• Goal of the exercise
Copy every line of the material below word for word, without changing anything.

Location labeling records

* * *

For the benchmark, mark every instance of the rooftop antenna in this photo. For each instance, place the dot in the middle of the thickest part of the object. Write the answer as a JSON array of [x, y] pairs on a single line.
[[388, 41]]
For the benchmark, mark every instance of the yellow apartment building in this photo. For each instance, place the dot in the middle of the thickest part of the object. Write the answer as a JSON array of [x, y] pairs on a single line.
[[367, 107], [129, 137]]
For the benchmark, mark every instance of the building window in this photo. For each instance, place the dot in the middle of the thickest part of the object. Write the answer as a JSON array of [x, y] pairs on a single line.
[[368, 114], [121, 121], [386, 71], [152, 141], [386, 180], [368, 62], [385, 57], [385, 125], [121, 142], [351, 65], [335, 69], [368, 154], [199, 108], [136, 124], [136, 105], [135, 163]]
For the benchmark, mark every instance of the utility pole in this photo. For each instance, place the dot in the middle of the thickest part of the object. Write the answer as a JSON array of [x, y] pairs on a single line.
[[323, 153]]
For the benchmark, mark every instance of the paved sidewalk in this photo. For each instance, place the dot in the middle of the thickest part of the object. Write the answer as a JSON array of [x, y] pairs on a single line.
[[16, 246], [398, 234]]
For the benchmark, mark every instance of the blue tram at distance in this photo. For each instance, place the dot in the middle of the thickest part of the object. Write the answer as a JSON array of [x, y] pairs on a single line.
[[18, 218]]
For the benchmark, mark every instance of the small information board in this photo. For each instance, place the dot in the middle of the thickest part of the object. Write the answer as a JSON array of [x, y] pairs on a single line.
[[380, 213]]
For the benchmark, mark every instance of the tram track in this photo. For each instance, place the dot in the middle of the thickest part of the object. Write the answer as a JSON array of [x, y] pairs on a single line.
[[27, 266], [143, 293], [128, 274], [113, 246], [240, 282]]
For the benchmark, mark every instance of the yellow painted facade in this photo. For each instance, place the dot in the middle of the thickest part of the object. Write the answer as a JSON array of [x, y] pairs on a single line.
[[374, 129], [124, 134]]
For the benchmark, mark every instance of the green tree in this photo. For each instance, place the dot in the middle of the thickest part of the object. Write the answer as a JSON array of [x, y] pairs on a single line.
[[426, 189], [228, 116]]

* * *

• Task response
For the benchmark, mark every instance of the rooftop antenna in this photo. For each instance, place the dot in the middle of the thickest part of the object. Write the answer as a JSON array of [x, y] pairs on a single line.
[[388, 41]]
For the benchmark, mark every instance of the yellow apartment building in this photo. For each instance, place the dot in the middle of the thickest part of the object. Write the answer as a JSON array of [x, y] pairs on a single line.
[[367, 107], [129, 137]]
For the benchmark, mark every instance of the building window in this photo. For each instance, place the dot in the middle of the thickest part of the object. Write the answer as a JSON array of [x, y] pairs on a single line.
[[368, 114], [121, 121], [386, 71], [152, 141], [386, 180], [368, 62], [385, 57], [385, 125], [121, 142], [351, 65], [335, 69], [368, 154], [199, 108], [136, 124], [136, 105], [135, 163]]
For the benchmark, mark every instance of the utility pole in this photo. For each instance, place the dot in the middle of the thickest part of the object. Write the answer as a JSON array of [x, y] pairs on a single line.
[[323, 153]]
For the benchmark, mark every instance of the paved sidewalk in this photo. For each instance, place the dot in the middle of the thickest part of the object. Write the answer as a JSON array of [x, y] pairs on a single line.
[[16, 246], [398, 234]]
For the benchmark, mark every instance of the blue tram at distance in this photo. For each instance, place the dot in the middle of the thickest part of the object. Write the answer as a JSON array of [x, y] pairs on a single line.
[[18, 218]]
For the benchmark, mark every instance of the small information board in this photo. For each instance, place the dot in the middle of the thickest part of the object. Write the answer as a JSON array of [x, y] pairs on a single line.
[[380, 213]]
For the benchmark, mark every instance of the tram track in this photo. For each instance, place the dot in the middle of the thickest part of the object. Write the answer as a JSON array of [x, y] pairs on a single line.
[[27, 266], [143, 293], [128, 274], [113, 246], [240, 282]]
For the benchmark, mark every instance of the yellow painted facade in this photo. For each instance, place the dot in the middle of the thickest part of the object. Write the answer as a JSON array of [x, y] pairs on a single line.
[[374, 129], [124, 134]]
For the benchmark, mark every instance of the green tree in this photo. For each instance, place the dot in the middle of the thickest part of the object. Write the answer as a JSON array of [x, y] pairs on a single line.
[[426, 189], [228, 116]]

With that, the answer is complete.